= TEXT EXCERPT =
** begin **

As before, the order of the libraries will remain the same throughout but isn't necessarily what I did before or what I listed above.



Spoiler: Answers



The first library in all the comparisons was Synchron Brass, using Horn 1, Horns a6, and Trumpets a4. Once again, the ensembles are not as deeply sampled as the new solo instruments and you may perhaps miss things at times like a faster legato setting or multiple short lengths (if you didn't want to use time stretching).

The second library was Berlin Brass, recorded from their walkthrough videos as I don't own it - though this comparison may have convinced me that I should. For the horn ensemble, it was using their horn ensemble patch, but for the trumpet ensemble, it was their three solo trumpets recorded independently, playing together. Multiple note attacks and legato types is clearly a benefit.

The third library was JunkieXL / TH Brass. I missed having note attack control here, though for the trumpet ensemble comparison, I just changed the ADSR envelope - but how often as you going to be automating that? Soft sustain patch did not work for this example, so had to resort to the envelope. There's something present in that 2-2.3khz range with JXL brass that I prefer to remove (I didn't for this example though). The dynamic range is intense here - 5 layers, and definitely goes way more FFF than SB.

The final library just for the trumpet ensemble comparison was the Trumpets a2 patch from Cinematic Studio Brass.

After this, similar to before, I'm a little torn on keeping Synchron Brass - especially given the price of the full version. I can get Berlin Brass (at a discount) or Modern Scoring Brass for like 50-60% of the price. I think the Standard version would be more than enough for me, but even that is more expensive than those two at its intro price.


----------



## Casiquire (Aug 7, 2021)

ALittleNightMusic said:


> More comparisons for my own benefit. This time I'll be comparing:
> 
> - Solo horn - SB + 2 other libraries
> - Horn ensemble - SB + 2 other libraries
> ...

** end **

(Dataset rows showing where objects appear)
** begin **

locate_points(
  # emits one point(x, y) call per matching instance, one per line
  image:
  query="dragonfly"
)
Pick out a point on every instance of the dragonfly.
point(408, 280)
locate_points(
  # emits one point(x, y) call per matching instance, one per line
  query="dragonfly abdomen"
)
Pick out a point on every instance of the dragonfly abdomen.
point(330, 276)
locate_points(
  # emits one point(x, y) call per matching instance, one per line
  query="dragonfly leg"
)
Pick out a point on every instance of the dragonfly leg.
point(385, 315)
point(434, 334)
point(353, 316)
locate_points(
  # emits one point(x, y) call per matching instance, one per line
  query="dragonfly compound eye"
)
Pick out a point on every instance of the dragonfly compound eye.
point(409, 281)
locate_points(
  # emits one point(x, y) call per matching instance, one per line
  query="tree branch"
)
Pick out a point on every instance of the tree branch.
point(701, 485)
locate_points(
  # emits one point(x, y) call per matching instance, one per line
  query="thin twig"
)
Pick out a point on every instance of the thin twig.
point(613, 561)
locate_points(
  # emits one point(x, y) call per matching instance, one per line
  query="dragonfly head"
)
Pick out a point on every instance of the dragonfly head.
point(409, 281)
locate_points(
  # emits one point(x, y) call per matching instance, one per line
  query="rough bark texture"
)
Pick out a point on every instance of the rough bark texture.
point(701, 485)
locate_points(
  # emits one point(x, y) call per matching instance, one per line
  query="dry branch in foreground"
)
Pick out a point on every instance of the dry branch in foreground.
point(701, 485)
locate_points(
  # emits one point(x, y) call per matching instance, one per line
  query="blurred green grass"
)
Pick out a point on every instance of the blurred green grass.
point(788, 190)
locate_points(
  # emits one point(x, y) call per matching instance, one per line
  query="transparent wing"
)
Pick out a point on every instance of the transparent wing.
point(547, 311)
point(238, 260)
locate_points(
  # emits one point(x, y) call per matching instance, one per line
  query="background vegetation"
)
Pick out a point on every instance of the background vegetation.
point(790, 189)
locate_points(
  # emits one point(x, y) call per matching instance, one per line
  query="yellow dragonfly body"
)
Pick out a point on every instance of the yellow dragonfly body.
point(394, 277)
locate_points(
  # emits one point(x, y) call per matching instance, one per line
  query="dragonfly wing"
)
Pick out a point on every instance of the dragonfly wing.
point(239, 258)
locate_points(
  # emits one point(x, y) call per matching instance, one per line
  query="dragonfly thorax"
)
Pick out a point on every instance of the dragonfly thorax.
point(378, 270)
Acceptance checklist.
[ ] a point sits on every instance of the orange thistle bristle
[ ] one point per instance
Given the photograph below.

** end **

= WHAT YOU WILL DO =
(a) Output the part of the brass library comparison from "The second library" to "FFF than SB.", copied word for word.
(b) Write the next part of the brass library comparison thread, picking up after its last line.

= IN RESPONSE =
(a)
The second library was Berlin Brass, recorded from their walkthrough videos as I don't own it - though this comparison may have convinced me that I should. For the horn ensemble, it was using their horn ensemble patch, but for the trumpet ensemble, it was their three solo trumpets recorded independently, playing together. Multiple note attacks and legato types is clearly a benefit.

The third library was JunkieXL / TH Brass. I missed having note attack control here, though for the trumpet ensemble comparison, I just changed the ADSR envelope - but how often as you going to be automating that? Soft sustain patch did not work for this example, so had to resort to the envelope. There's something present in that 2-2.3khz range with JXL brass that I prefer to remove (I didn't for this example though). The dynamic range is intense here - 5 layers, and definitely goes way more FFF than SB.

(b)
I for one love when you do these and i was surprised by the answers. I was ready for the library i own to sound horrible (if it was included; i listened before checking the answers though) but it actually sounded the best all around. The first sounded oddly choppy to me in the horn example and the second stood out for its smooth and tasteful trumpets. I expected different results


----------



## ALittleNightMusic (Aug 7, 2021)

Casiquire said:


> I for one love when you do these and i was surprised by the answers. I was ready for the library i own to sound horrible (if it was included; i listened before checking the answers though) but it actually sounded the best all around. The first sounded oddly choppy to me in the horn example and the second stood out for its smooth and tasteful trumpets. I expected different results


Which number did you think sounded best? Curious which library you own


----------



## Zanshin (Aug 7, 2021)

There’s definitely diminishing returns with the full version. I bought standard first, upgraded to full because I will upgrade to full for Elite Strings at some point. Full is nice to have but I would have been happy with standard as well.

I was disappointed for example the ribbon mic is only used for the solo patches, I guess I thought it would be consistently used through out (like Elite Strings). 

Anyway, if someone is on the fence and thinking full or nothing, allow yourself to consider just standard. Standard contains 90% of the magic IMO.


----------



## The Darris (Aug 7, 2021)

ALittleNightMusic said:


> I wanted to share a comparison I made with another library and see what folks thought. Two files - one comparing trumpets (playing solo trumpet shorts at forte and then softer, trumpet ens shorts at forte and then softer, and lastly, two lines of solo trumpet legato) and one comparing horns (playing solo horn legato and then horn ensemble marcato).
> 
> It is Synchron Brass and one other library and I don't switch the order of the comparison (that is, either SB goes first always or the other library goes first always). Was an educational experience trying to match the performance.
> 
> ...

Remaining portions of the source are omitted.